> _PROBLEM_:
Count the lines in the rows below that contain the string "indicate", matching case exactly, and reply with only that number.

> _THE INPUT_:

- - - - -

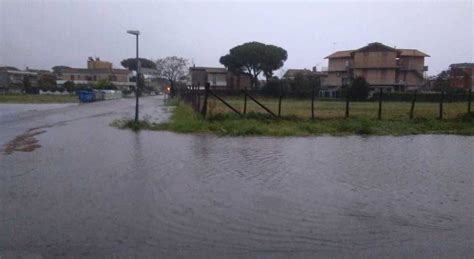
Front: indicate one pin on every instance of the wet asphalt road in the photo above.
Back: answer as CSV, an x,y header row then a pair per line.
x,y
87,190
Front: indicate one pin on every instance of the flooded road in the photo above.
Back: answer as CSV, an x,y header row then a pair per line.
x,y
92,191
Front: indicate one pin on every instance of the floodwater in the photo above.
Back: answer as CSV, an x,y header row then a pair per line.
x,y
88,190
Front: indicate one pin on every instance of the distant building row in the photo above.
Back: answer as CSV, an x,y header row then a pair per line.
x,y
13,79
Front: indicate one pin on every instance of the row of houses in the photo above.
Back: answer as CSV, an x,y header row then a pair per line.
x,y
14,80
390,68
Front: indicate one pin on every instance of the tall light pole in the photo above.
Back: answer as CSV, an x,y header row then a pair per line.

- - - - -

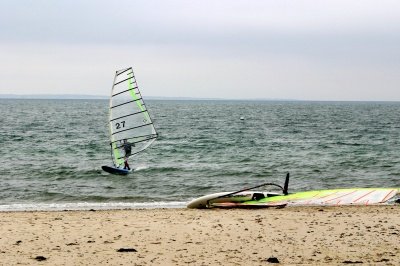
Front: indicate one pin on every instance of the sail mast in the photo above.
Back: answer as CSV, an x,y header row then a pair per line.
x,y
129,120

- - - - -

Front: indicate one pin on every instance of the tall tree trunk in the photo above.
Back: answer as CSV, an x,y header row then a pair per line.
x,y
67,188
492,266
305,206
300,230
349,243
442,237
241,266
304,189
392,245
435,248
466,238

- - - - -

> _RESPONSE_:
8